Problem to solve – Copy each line from the data that has the word "below" in it.

Data items:
----------

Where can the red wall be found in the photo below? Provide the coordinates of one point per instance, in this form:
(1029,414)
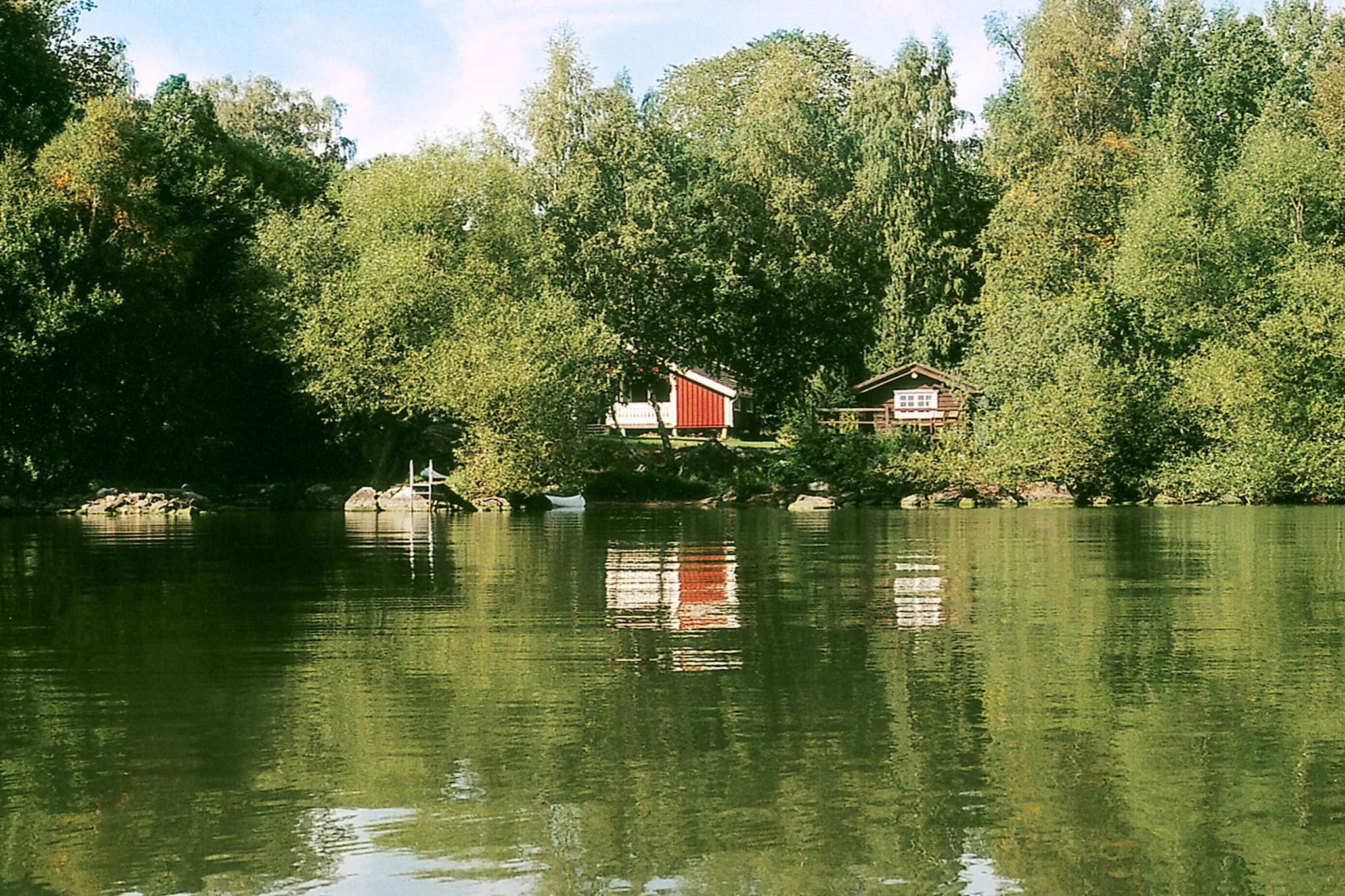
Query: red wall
(697,406)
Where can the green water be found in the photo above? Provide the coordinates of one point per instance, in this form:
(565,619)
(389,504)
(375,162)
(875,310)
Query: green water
(673,700)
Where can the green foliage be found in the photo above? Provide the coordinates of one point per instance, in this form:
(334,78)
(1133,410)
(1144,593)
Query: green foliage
(1137,263)
(45,72)
(422,295)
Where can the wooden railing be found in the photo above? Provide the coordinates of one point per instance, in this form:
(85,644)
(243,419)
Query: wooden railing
(883,418)
(876,417)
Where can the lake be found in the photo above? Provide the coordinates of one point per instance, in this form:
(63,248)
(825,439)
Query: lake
(634,700)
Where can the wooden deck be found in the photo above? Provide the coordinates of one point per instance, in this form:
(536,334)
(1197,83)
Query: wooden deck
(883,419)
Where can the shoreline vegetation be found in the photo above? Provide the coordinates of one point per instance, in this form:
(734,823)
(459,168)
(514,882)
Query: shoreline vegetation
(705,473)
(1136,251)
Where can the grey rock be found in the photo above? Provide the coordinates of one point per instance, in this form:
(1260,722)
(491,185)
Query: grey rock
(403,498)
(1044,492)
(362,501)
(811,503)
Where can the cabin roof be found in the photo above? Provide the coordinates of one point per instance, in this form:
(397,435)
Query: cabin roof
(914,367)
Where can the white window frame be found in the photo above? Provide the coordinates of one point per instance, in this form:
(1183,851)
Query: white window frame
(916,399)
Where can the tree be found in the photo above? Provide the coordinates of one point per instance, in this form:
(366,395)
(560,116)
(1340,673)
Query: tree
(927,205)
(46,73)
(423,296)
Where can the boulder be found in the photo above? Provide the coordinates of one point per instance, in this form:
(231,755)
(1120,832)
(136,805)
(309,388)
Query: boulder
(403,498)
(1044,492)
(708,461)
(950,496)
(363,501)
(136,504)
(813,503)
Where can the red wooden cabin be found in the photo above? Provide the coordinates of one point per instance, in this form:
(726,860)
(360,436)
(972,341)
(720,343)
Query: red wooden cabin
(690,400)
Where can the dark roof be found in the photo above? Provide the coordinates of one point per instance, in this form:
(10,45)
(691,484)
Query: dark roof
(721,375)
(906,370)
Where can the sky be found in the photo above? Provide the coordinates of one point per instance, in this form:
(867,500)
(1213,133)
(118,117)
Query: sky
(426,69)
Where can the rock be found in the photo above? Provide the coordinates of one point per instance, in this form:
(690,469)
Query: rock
(947,498)
(813,503)
(708,461)
(136,504)
(320,498)
(1044,492)
(363,501)
(403,498)
(535,501)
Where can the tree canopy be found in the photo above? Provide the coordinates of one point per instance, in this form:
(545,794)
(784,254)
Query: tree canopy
(1134,250)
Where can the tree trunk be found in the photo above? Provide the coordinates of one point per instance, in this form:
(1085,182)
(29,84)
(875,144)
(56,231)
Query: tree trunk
(663,431)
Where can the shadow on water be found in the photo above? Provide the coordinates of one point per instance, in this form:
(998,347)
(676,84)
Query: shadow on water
(676,700)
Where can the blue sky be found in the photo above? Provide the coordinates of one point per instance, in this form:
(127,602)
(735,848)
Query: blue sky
(420,69)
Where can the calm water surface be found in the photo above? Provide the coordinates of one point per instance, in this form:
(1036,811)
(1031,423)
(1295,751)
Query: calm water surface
(674,700)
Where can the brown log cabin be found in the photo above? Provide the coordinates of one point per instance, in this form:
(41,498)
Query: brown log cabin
(912,395)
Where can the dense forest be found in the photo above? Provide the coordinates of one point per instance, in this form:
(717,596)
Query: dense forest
(1133,251)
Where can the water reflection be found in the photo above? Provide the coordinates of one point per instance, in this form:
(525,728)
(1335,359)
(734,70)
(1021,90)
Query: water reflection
(677,587)
(966,703)
(919,597)
(684,589)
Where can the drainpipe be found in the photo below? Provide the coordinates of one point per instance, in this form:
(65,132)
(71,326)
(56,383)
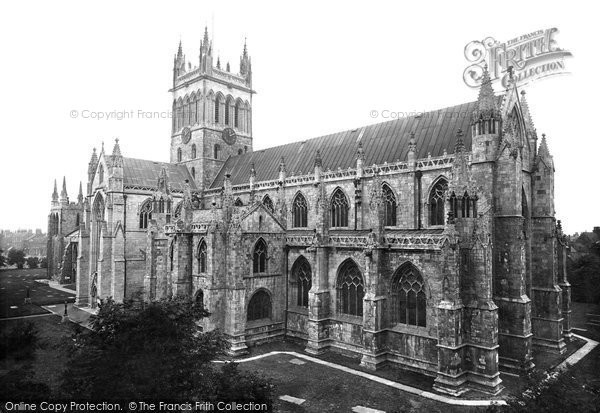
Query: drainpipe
(125,247)
(287,289)
(418,175)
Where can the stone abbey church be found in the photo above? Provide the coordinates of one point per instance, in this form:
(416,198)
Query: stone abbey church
(427,242)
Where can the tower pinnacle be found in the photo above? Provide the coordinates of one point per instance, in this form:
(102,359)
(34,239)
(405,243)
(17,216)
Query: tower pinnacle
(80,195)
(55,194)
(64,198)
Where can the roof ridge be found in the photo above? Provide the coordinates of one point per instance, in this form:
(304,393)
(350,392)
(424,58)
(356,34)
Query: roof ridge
(357,129)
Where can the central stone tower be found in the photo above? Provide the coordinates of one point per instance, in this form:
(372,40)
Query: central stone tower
(212,112)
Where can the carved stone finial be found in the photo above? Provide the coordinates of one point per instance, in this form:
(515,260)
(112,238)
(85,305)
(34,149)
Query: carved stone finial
(318,160)
(360,153)
(459,146)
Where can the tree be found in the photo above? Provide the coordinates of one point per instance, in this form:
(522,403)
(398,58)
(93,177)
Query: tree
(154,351)
(584,276)
(32,262)
(16,257)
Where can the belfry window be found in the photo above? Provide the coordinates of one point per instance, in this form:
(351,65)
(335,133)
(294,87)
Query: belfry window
(145,214)
(301,274)
(259,261)
(436,203)
(390,206)
(339,209)
(464,206)
(260,306)
(350,289)
(299,212)
(217,108)
(236,115)
(409,304)
(202,257)
(268,203)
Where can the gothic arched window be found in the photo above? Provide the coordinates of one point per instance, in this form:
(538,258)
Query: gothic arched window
(260,306)
(145,214)
(259,258)
(268,203)
(171,254)
(339,209)
(202,257)
(178,208)
(98,208)
(390,206)
(464,206)
(101,174)
(350,289)
(193,110)
(217,108)
(408,297)
(236,115)
(301,275)
(436,202)
(186,111)
(228,108)
(174,117)
(200,298)
(299,212)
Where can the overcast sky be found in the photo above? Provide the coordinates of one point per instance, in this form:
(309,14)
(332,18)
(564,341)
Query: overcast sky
(318,67)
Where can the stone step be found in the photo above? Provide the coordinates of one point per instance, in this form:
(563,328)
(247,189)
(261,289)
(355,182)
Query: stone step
(593,317)
(593,324)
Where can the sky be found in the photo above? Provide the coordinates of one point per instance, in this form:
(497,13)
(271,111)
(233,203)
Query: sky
(318,67)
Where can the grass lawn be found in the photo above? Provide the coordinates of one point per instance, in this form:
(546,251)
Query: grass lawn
(49,358)
(329,390)
(13,289)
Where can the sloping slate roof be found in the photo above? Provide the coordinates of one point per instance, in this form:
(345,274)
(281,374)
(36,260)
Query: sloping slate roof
(382,142)
(141,172)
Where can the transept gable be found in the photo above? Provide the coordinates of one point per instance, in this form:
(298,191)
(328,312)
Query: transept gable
(258,218)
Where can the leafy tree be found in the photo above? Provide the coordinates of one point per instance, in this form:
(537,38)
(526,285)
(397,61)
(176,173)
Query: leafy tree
(155,351)
(18,344)
(584,276)
(16,257)
(32,262)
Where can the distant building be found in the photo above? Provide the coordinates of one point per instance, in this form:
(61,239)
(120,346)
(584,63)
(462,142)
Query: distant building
(32,243)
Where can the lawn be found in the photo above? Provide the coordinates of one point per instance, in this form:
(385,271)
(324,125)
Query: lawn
(49,358)
(330,390)
(13,290)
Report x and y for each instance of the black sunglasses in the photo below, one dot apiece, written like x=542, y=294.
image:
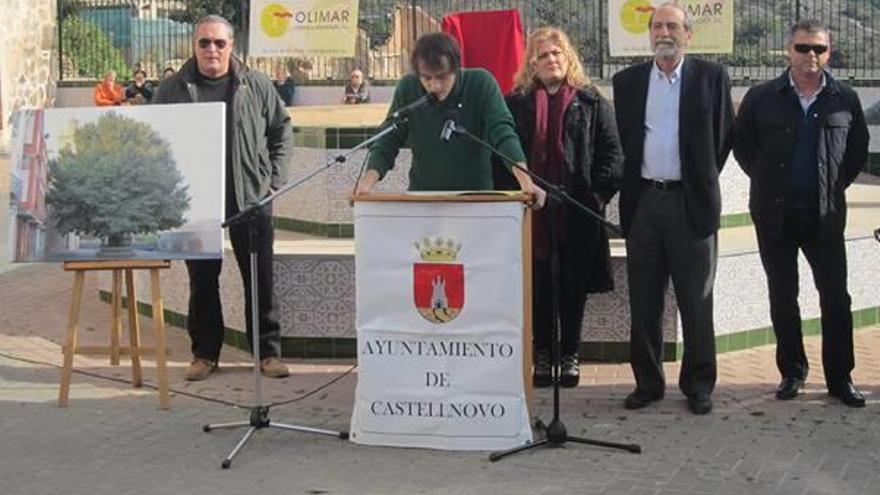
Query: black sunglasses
x=805, y=48
x=205, y=43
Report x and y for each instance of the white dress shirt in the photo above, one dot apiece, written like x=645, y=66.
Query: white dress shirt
x=661, y=160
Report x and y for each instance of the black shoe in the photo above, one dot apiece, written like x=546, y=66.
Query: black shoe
x=569, y=371
x=700, y=403
x=639, y=399
x=789, y=388
x=848, y=394
x=542, y=376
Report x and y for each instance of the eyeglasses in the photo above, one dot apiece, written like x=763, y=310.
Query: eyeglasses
x=204, y=43
x=555, y=53
x=805, y=48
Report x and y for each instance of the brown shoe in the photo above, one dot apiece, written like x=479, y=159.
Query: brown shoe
x=199, y=369
x=274, y=368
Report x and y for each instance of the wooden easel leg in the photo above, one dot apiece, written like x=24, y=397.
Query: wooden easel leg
x=159, y=327
x=134, y=341
x=70, y=341
x=116, y=317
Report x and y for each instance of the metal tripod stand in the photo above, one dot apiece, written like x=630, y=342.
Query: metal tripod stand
x=259, y=417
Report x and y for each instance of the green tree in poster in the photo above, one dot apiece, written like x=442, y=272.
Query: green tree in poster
x=118, y=178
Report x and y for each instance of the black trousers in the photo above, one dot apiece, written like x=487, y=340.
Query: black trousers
x=661, y=244
x=827, y=259
x=205, y=323
x=573, y=296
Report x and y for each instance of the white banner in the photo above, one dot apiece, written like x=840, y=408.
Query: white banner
x=440, y=324
x=303, y=28
x=628, y=26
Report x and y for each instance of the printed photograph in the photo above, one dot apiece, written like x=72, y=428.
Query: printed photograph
x=114, y=183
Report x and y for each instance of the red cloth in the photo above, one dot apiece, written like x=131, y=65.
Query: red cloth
x=492, y=40
x=548, y=158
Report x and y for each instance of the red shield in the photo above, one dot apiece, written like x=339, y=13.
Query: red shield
x=438, y=289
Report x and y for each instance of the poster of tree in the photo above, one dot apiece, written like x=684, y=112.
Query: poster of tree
x=139, y=182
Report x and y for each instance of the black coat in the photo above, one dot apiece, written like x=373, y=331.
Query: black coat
x=766, y=132
x=705, y=138
x=593, y=161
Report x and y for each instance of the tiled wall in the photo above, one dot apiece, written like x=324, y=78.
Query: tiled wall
x=318, y=308
x=320, y=207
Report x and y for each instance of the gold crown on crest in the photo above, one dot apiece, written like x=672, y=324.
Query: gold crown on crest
x=438, y=249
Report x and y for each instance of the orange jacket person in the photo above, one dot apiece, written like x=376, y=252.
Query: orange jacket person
x=107, y=92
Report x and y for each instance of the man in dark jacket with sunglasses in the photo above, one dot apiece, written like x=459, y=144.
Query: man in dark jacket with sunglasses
x=259, y=143
x=802, y=139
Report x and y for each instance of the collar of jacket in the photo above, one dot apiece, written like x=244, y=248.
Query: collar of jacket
x=783, y=83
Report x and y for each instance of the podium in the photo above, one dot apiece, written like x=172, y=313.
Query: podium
x=443, y=301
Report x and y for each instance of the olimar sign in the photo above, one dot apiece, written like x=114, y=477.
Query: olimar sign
x=628, y=20
x=287, y=28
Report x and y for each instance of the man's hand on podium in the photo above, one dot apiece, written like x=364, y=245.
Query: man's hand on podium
x=526, y=185
x=366, y=183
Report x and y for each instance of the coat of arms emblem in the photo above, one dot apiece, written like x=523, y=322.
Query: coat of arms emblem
x=438, y=280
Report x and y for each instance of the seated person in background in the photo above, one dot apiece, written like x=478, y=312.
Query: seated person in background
x=284, y=85
x=139, y=91
x=357, y=90
x=108, y=93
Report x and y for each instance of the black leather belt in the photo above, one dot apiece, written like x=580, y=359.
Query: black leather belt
x=662, y=184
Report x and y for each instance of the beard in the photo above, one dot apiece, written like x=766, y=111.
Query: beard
x=667, y=49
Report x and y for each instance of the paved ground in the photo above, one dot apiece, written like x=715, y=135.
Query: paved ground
x=113, y=439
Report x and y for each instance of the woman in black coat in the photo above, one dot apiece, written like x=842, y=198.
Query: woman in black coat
x=568, y=132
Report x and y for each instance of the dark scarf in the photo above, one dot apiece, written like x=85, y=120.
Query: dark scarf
x=548, y=155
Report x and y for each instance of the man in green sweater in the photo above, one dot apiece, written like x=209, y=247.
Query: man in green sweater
x=470, y=97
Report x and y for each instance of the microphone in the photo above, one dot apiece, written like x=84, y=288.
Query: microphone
x=404, y=112
x=448, y=130
x=450, y=126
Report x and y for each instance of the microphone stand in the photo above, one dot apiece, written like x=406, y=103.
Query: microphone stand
x=556, y=434
x=259, y=415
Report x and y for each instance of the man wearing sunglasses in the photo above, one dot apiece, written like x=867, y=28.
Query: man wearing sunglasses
x=259, y=143
x=802, y=139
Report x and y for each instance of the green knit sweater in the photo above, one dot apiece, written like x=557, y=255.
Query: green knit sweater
x=459, y=164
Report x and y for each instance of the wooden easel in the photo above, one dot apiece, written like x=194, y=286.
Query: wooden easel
x=114, y=350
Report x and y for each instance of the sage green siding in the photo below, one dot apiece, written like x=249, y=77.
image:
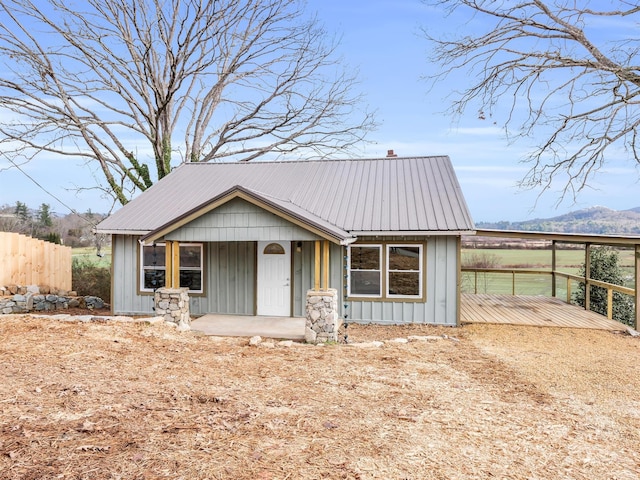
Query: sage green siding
x=230, y=269
x=229, y=279
x=441, y=303
x=239, y=220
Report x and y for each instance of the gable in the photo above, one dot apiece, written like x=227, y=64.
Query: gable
x=239, y=220
x=343, y=198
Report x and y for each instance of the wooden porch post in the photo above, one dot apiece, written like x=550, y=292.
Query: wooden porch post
x=325, y=265
x=168, y=263
x=175, y=264
x=316, y=272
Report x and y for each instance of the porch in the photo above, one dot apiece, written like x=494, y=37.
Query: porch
x=289, y=328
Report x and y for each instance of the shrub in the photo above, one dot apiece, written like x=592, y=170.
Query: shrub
x=606, y=268
x=90, y=279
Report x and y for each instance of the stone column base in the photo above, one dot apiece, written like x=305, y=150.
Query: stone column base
x=173, y=305
x=322, y=316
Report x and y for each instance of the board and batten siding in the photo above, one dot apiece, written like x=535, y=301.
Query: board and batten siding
x=239, y=220
x=441, y=305
x=229, y=279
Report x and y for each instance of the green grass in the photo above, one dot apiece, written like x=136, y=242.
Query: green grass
x=88, y=254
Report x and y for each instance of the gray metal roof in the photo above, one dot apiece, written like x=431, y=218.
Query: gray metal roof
x=379, y=196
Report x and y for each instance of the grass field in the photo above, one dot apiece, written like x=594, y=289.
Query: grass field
x=88, y=254
x=567, y=261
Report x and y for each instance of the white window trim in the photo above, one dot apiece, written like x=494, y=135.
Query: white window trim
x=420, y=271
x=163, y=267
x=349, y=270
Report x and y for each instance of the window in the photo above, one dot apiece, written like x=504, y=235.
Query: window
x=393, y=271
x=404, y=276
x=365, y=273
x=273, y=249
x=154, y=267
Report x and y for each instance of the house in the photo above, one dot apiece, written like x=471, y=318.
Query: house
x=253, y=238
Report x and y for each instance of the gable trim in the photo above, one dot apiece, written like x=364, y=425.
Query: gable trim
x=271, y=205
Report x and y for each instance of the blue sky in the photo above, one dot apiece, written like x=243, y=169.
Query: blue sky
x=382, y=40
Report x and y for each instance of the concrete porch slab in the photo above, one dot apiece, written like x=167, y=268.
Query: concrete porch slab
x=289, y=328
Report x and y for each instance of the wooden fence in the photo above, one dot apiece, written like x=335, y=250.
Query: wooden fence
x=28, y=261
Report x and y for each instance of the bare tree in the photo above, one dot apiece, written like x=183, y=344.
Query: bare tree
x=561, y=78
x=129, y=85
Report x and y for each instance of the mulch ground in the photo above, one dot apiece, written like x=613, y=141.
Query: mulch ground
x=137, y=401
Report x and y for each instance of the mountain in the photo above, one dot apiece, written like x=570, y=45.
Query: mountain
x=597, y=220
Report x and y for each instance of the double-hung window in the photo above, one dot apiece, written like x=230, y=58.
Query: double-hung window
x=392, y=271
x=153, y=267
x=365, y=275
x=404, y=272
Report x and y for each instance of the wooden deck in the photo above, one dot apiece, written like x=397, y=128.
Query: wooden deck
x=529, y=310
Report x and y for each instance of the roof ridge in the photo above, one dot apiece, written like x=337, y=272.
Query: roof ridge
x=317, y=160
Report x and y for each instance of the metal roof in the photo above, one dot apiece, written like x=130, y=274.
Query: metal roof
x=385, y=196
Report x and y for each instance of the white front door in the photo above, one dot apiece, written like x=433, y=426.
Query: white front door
x=274, y=279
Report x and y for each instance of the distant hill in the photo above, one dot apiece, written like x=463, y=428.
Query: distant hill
x=598, y=220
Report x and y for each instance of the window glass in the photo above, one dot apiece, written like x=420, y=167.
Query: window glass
x=364, y=271
x=190, y=256
x=153, y=263
x=191, y=266
x=274, y=249
x=365, y=258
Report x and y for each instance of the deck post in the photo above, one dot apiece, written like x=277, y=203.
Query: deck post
x=553, y=268
x=637, y=262
x=587, y=276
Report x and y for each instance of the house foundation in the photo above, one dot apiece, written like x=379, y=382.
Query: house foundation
x=173, y=305
x=322, y=316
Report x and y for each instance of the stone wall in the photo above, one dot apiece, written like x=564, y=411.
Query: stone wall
x=34, y=301
x=323, y=320
x=173, y=305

----------

Response to this task –
Where can the red wall be found in the photo below? Provide the coordinates of one point per instance, in this form:
Where can the drainpipe be found in the photo below? Provide the coordinates of one point per instance, in this form:
Report x and y for each instance of the black sunglasses in the photo below, one dot apiece, written like x=542, y=294.
Report x and y for each instance of the sage green siding in the photo below, one dot apiece, written like x=249, y=77.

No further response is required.